Exercise directions: Can you render every line of the entries below as a JSON list of strings, one string per line, with blank lines dropped and the pictures left out?

Excerpted data:
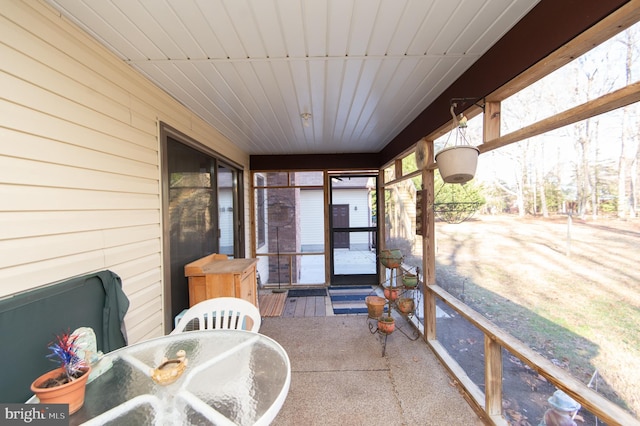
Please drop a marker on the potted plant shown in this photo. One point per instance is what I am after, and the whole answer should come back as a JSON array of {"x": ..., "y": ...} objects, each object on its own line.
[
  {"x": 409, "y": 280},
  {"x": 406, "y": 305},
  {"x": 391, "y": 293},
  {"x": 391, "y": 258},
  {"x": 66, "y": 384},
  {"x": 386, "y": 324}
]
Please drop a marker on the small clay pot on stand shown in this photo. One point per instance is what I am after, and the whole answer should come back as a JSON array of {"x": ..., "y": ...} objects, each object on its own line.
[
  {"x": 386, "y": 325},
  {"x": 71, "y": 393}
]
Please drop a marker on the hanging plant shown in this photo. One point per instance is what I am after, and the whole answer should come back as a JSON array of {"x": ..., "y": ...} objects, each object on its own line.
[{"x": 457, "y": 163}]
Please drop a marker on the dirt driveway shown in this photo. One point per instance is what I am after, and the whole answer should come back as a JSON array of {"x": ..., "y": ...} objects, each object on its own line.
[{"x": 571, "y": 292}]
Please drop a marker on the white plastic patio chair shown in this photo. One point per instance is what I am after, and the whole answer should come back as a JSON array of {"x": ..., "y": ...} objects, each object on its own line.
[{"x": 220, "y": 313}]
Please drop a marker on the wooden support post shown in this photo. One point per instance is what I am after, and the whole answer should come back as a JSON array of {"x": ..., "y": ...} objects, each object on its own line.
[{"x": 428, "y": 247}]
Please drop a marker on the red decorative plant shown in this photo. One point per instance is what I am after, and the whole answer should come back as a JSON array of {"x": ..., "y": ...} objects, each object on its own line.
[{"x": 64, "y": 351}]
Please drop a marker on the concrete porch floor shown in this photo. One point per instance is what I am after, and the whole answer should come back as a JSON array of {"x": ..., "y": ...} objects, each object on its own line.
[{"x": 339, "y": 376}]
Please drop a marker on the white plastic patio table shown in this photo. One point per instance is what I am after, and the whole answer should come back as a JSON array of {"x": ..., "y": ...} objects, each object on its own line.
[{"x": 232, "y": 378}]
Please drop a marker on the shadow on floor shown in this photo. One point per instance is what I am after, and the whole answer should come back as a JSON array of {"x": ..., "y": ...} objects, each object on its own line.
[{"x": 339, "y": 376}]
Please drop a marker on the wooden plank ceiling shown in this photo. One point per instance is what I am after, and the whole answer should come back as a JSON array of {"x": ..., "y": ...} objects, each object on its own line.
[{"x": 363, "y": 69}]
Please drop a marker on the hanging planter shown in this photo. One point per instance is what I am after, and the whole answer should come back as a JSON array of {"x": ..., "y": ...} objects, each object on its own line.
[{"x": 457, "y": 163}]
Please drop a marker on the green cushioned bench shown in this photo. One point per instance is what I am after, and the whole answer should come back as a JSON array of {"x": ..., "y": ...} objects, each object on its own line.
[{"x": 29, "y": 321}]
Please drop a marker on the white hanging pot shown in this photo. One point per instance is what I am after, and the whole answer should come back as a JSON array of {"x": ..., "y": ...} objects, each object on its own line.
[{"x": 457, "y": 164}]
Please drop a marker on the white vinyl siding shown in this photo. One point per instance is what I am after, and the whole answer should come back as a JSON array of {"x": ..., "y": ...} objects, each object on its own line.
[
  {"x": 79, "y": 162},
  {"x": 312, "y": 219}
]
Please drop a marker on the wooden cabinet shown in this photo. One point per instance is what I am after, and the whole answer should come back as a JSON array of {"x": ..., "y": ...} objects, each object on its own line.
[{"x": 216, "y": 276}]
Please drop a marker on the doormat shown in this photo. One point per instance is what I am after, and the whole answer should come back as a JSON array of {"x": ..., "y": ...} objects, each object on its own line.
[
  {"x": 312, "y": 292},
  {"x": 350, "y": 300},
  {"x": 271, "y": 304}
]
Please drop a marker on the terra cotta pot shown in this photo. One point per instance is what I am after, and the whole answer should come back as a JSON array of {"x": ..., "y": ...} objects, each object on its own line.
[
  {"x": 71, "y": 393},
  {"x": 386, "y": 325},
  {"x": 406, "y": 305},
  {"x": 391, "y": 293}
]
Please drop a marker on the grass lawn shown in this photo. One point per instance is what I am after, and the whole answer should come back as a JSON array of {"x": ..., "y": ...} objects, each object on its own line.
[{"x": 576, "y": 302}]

Response to the exercise:
[
  "Please drop a marker on the potted plant shown in this photo. One point per instance is what I am after, and the whole answer should come back as a JSON array of {\"x\": ..., \"y\": ...} objects, each object on its own line.",
  "[",
  "  {\"x\": 409, \"y\": 280},",
  "  {\"x\": 406, \"y\": 305},",
  "  {\"x\": 391, \"y\": 293},",
  "  {\"x\": 391, \"y\": 258},",
  "  {\"x\": 66, \"y\": 384},",
  "  {\"x\": 386, \"y\": 324}",
  "]",
  "Please drop a marker on the small clay pot on stand shown in this photo. One point per instance is what I am after, and the whole answer should come back as a JSON array of {\"x\": ..., \"y\": ...} objects, each object on its own line.",
  "[",
  "  {\"x\": 386, \"y\": 325},",
  "  {\"x\": 71, \"y\": 393}",
  "]",
  "Please drop a marker on the hanging plant shown in this photo. One point per instance is what I am after, and the whole answer should come back as a JSON array of {\"x\": ..., \"y\": ...} objects, each object on its own line.",
  "[{\"x\": 457, \"y\": 163}]",
  "Please drop a marker on the dirt driveway shown in this photo. One point per instance is what I am after, and the whole answer should come back as a JSON array of {\"x\": ..., \"y\": ...} objects, each object on its own line.",
  "[{\"x\": 571, \"y\": 292}]",
  "Please drop a marker on the white plastic patio chair shown in this photo. One point per instance is what I am after, and the whole answer should come back as a JSON array of {\"x\": ..., \"y\": ...} objects, each object on its own line.",
  "[{\"x\": 220, \"y\": 313}]",
  "Please drop a marker on the wooden support post shown in this photo. One point per instance is what I am after, and the whole answer should come back as a JSON array of {\"x\": ..., \"y\": ...} objects, each object on its own line.",
  "[{\"x\": 428, \"y\": 247}]",
  "Please drop a marker on the red decorative plant shown in this photo. One point per instance is what I am after, and the whole answer should come back as a JSON array of {\"x\": ..., \"y\": ...} objects, each object on its own line.",
  "[{\"x\": 64, \"y\": 351}]",
  "Please drop a marker on the concrete porch floor shown in this photo. One point per instance is what I am after, and the whole answer should come back as a JSON array of {\"x\": ..., \"y\": ...} objects, each object on its own line.",
  "[{\"x\": 339, \"y\": 376}]",
  "Please drop a marker on the white plastic patio table shown in this photo. One point per instance is what I am after, and the whole answer should come back as a JSON array of {\"x\": ..., \"y\": ...} objects, each object on its own line.",
  "[{\"x\": 232, \"y\": 378}]",
  "Please drop a marker on the shadow on floor shown in this photo. One point per instance is what I am after, and the whole answer should come back as a JSON array of {\"x\": ..., \"y\": ...} objects, each object on its own line.",
  "[{\"x\": 339, \"y\": 376}]",
  "Please drop a marker on the wooden plank ceiling shown in this photo. One point per instance is what I am after, and the whole answer should come back as a JSON array of {\"x\": ..., \"y\": ...} objects, each object on its own line.",
  "[{\"x\": 363, \"y\": 69}]",
  "Please drop a marker on the hanging planter shown in this photo. One point per instance is what I am after, and the whole answer should come back as a JSON array of {\"x\": ..., \"y\": ...} objects, each object on its own line.",
  "[{\"x\": 457, \"y\": 163}]",
  "Please drop a marker on the green cushioned bench shown in this photo. One point per instance is what I am after, and the whole answer should come back as a JSON array of {\"x\": ..., \"y\": ...} objects, each object on its own line.",
  "[{\"x\": 29, \"y\": 321}]",
  "Please drop a marker on the white hanging pot shown in this photo. One point per instance is what I am after, and the whole answer should come back as a JSON array of {\"x\": ..., \"y\": ...} objects, each object on its own line.",
  "[{\"x\": 457, \"y\": 164}]",
  "Please drop a marker on the white vinyl siding shown in this photo. One point per instance is what I am after, and the whole answer should come back as a JSON array of {\"x\": ..., \"y\": ...} objects, each object on its own line.",
  "[",
  "  {\"x\": 79, \"y\": 162},",
  "  {\"x\": 312, \"y\": 219}",
  "]",
  "Please drop a marker on the wooden cabinet shown in this photo. One point per instance is what I am after, and the whole answer should come back as a JSON array of {\"x\": ..., \"y\": ...} objects, each object on its own line.",
  "[{\"x\": 216, \"y\": 276}]",
  "Please drop a marker on the doormat shown in this photo. One point per instance is what I am after, and the whole answer should come back as a JSON array of {\"x\": ..., \"y\": ...} objects, each object on its own line.",
  "[",
  "  {\"x\": 312, \"y\": 292},",
  "  {\"x\": 350, \"y\": 300},",
  "  {\"x\": 271, \"y\": 304}",
  "]",
  "Please drop a marker on the terra cotta pot shown in this photo. One point per instance is what I am after, and the whole answer should come back as a JSON array of {\"x\": ..., \"y\": ...} objects, each object on its own line.",
  "[",
  "  {\"x\": 71, \"y\": 393},",
  "  {\"x\": 386, \"y\": 325},",
  "  {\"x\": 406, \"y\": 305},",
  "  {\"x\": 391, \"y\": 293}",
  "]",
  "Please drop a marker on the grass lawn shown in this photo. One point per instance is what I am after, and the whole answer should come back as a JSON array of {\"x\": ..., \"y\": ...} objects, each object on its own line.",
  "[{\"x\": 576, \"y\": 302}]"
]